> _EXERCISE DIRECTIONS_
Locate every line below that contains the word "fence", and copy each such line as it appears.

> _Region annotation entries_
────────────────
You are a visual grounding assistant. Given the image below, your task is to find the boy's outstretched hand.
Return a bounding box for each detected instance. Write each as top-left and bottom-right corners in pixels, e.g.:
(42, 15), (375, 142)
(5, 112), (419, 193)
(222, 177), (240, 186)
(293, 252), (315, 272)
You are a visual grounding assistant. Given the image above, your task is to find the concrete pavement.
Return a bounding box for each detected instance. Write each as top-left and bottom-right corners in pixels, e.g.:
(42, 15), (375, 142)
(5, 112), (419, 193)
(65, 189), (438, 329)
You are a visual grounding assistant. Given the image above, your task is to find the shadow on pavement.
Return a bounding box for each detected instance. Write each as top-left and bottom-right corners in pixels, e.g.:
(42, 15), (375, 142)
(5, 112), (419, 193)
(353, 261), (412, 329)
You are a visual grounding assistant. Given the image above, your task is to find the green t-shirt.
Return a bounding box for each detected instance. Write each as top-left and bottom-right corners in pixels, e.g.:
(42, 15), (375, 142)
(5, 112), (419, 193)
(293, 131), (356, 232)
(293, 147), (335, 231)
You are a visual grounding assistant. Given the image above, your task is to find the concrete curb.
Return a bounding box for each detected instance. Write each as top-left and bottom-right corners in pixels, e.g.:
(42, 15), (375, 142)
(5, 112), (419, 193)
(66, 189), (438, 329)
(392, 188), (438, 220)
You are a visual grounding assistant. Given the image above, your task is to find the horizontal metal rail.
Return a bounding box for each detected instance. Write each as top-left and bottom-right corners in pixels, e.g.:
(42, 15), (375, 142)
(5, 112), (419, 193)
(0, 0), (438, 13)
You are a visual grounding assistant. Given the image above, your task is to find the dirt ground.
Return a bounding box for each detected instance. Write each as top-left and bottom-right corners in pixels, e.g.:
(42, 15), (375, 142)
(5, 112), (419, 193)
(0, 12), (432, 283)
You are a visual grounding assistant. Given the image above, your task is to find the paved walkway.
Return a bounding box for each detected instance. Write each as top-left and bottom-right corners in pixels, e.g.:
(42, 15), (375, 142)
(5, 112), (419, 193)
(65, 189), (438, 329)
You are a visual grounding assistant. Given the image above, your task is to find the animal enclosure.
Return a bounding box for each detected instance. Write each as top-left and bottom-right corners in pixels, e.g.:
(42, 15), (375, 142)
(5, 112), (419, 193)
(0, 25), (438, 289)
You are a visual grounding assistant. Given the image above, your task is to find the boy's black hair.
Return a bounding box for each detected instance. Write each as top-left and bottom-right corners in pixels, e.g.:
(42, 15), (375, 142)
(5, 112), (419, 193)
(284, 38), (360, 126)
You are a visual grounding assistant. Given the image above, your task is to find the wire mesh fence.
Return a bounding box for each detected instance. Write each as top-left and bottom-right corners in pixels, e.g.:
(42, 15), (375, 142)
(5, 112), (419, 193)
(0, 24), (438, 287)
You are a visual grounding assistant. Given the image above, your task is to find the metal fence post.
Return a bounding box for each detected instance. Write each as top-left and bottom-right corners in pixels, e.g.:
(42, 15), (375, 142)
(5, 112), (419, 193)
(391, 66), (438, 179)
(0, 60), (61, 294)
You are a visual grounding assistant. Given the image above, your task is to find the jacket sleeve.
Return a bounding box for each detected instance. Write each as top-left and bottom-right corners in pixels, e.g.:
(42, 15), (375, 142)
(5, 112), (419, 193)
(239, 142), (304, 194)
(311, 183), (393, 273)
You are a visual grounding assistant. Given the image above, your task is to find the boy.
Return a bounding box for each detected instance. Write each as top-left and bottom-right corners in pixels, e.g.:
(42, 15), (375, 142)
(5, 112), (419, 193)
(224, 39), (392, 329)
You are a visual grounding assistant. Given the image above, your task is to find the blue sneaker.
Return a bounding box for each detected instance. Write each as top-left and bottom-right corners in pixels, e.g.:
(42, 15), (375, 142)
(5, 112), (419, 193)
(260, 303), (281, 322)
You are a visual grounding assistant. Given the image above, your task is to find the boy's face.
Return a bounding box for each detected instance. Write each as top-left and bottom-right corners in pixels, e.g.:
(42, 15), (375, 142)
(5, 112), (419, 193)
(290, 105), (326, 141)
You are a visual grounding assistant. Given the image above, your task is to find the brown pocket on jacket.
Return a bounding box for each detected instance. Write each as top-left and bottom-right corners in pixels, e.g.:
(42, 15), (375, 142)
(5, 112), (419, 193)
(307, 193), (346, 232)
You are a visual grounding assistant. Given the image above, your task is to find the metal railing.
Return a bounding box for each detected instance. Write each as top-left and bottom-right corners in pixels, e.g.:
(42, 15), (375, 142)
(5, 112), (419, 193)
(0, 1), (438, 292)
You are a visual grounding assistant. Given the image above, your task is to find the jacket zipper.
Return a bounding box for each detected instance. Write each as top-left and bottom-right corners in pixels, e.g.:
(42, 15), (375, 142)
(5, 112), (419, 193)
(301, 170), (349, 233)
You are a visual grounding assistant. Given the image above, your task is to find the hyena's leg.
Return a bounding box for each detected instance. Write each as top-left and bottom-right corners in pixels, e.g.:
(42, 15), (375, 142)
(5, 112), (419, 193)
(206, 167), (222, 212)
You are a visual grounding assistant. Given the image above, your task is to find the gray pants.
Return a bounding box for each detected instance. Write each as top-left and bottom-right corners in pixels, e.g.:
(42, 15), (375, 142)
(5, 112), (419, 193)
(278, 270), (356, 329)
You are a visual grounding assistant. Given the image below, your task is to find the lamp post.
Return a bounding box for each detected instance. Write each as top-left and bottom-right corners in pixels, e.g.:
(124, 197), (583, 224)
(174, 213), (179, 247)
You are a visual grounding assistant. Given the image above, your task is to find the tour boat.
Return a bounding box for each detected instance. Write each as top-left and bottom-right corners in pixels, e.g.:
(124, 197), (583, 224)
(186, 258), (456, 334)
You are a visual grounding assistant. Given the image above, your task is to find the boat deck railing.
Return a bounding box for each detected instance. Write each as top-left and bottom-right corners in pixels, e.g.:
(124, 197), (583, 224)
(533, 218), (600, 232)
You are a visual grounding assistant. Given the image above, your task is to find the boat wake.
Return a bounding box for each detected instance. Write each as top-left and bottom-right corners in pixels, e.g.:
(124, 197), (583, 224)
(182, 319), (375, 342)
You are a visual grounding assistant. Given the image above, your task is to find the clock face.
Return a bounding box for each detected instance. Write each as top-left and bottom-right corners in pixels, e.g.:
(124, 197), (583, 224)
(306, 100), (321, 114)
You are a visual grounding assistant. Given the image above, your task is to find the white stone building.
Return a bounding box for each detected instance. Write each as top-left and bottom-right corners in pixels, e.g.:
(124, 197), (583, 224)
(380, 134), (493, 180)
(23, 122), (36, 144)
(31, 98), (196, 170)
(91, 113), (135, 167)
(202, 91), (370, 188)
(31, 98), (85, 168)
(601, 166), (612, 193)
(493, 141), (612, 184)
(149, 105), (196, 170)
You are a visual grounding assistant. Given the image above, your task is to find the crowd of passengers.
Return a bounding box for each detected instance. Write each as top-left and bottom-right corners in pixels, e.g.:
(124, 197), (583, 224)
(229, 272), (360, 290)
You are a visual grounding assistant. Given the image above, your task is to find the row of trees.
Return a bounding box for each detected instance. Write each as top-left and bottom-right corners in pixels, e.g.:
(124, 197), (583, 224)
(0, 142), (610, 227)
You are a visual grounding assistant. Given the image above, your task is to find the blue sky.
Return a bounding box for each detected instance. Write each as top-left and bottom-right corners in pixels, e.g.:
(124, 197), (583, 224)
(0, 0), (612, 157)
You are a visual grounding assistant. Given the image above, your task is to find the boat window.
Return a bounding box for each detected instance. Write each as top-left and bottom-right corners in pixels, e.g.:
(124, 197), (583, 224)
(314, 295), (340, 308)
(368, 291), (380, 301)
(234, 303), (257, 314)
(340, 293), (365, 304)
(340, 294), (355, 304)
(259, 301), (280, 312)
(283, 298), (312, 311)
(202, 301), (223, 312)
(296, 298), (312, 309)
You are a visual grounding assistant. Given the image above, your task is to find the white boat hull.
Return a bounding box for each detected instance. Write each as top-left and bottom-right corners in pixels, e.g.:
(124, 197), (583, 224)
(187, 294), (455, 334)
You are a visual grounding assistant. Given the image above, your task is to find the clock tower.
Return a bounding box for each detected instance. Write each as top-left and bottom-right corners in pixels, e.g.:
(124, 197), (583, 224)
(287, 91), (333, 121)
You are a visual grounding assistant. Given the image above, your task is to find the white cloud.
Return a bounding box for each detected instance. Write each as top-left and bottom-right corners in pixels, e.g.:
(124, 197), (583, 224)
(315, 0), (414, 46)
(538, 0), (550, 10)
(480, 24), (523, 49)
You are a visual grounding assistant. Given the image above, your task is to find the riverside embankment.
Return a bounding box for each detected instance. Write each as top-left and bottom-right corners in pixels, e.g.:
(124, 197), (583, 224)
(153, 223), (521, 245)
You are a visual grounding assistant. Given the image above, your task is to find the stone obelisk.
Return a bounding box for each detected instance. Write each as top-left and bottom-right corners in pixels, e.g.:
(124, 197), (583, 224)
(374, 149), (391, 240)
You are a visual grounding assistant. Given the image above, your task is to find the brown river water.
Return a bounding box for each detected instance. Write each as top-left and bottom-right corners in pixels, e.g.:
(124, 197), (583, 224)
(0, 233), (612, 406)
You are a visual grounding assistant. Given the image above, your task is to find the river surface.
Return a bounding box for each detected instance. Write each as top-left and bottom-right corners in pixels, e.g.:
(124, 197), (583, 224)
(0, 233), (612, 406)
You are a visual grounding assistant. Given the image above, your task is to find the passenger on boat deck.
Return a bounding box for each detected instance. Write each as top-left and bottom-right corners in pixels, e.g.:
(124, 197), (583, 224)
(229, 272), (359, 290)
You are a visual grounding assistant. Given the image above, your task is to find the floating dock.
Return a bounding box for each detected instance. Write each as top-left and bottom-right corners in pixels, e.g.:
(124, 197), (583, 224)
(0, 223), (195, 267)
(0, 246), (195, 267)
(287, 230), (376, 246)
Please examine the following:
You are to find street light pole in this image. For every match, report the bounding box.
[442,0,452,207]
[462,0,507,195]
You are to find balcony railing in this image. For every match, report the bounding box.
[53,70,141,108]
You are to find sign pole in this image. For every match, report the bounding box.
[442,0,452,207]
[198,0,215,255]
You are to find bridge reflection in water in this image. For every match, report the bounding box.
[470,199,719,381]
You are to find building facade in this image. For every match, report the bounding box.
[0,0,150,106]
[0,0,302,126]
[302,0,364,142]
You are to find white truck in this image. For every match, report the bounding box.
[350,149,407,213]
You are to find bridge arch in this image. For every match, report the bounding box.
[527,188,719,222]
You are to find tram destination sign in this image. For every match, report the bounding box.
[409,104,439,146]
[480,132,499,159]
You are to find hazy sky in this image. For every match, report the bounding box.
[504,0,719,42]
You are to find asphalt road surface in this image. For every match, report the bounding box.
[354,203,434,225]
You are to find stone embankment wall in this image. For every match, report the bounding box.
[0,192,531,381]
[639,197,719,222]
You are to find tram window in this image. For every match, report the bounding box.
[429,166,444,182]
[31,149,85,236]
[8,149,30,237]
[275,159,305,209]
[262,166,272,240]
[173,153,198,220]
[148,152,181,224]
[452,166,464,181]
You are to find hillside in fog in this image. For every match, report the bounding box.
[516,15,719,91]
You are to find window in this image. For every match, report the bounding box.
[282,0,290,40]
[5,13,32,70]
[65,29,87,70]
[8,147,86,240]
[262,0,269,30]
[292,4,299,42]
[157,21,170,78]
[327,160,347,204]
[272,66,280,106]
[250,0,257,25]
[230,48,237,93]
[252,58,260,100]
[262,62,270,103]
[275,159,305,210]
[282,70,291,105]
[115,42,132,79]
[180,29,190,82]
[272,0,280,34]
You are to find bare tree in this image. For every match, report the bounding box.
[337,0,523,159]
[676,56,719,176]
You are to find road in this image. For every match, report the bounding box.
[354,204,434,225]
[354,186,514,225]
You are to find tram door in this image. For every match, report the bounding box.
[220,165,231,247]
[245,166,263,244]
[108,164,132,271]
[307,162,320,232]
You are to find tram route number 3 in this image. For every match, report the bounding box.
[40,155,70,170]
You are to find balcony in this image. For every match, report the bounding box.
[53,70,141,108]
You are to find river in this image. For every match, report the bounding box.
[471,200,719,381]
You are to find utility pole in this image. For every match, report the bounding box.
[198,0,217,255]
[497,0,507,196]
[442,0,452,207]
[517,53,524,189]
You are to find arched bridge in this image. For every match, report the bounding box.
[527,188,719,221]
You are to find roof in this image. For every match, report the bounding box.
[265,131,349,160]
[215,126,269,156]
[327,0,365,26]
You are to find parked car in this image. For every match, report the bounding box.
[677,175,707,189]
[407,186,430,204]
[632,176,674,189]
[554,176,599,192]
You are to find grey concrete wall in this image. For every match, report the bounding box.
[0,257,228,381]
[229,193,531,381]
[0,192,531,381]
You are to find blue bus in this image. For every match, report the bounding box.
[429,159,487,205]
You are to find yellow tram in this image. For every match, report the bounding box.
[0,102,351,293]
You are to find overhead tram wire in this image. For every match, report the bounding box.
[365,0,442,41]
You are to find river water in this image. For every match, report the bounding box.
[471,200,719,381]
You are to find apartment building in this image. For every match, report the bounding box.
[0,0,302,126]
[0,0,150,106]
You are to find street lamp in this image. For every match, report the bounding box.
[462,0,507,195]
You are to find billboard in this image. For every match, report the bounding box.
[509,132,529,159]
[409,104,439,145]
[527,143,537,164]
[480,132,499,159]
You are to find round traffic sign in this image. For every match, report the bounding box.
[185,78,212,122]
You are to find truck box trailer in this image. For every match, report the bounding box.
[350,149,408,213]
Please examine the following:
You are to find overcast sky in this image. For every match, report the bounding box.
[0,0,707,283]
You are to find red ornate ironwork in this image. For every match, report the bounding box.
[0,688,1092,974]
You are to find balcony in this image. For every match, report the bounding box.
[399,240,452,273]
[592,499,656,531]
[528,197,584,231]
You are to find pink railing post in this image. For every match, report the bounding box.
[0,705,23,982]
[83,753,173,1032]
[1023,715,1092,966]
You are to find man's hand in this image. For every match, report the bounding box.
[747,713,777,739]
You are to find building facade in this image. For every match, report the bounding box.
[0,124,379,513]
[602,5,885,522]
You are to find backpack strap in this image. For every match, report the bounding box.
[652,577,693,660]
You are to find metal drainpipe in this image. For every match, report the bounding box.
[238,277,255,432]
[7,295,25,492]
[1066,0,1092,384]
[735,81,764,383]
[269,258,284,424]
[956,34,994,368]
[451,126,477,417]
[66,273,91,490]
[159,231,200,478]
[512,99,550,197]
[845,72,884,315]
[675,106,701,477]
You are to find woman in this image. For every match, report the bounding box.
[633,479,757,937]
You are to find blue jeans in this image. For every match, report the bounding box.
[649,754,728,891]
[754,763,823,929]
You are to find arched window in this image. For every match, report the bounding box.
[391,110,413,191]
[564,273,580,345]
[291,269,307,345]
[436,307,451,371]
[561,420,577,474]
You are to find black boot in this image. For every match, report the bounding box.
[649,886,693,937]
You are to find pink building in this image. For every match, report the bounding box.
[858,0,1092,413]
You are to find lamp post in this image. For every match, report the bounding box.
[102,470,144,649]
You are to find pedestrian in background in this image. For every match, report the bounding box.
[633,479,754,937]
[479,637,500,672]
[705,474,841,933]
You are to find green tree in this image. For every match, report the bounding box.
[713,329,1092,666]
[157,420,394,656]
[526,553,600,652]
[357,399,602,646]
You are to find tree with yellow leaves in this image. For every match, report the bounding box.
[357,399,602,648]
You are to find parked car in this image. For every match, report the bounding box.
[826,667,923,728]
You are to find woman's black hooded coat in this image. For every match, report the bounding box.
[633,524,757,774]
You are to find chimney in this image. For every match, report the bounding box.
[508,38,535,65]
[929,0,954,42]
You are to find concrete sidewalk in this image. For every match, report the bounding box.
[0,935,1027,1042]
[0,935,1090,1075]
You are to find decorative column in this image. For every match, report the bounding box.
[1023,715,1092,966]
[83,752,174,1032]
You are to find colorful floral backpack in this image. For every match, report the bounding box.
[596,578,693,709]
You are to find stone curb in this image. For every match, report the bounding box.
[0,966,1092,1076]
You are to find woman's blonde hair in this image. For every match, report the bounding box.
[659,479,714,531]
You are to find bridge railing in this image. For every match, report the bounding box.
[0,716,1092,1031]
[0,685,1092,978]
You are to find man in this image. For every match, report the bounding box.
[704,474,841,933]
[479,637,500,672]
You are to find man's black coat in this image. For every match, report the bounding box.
────────────────
> _TASK SOLUTION_
You are a visual grounding assistant. Given the image above, your task is to find the wire mesh fence.
You are a visual grounding assistant. Given the image above, your task is to find the metal fence post.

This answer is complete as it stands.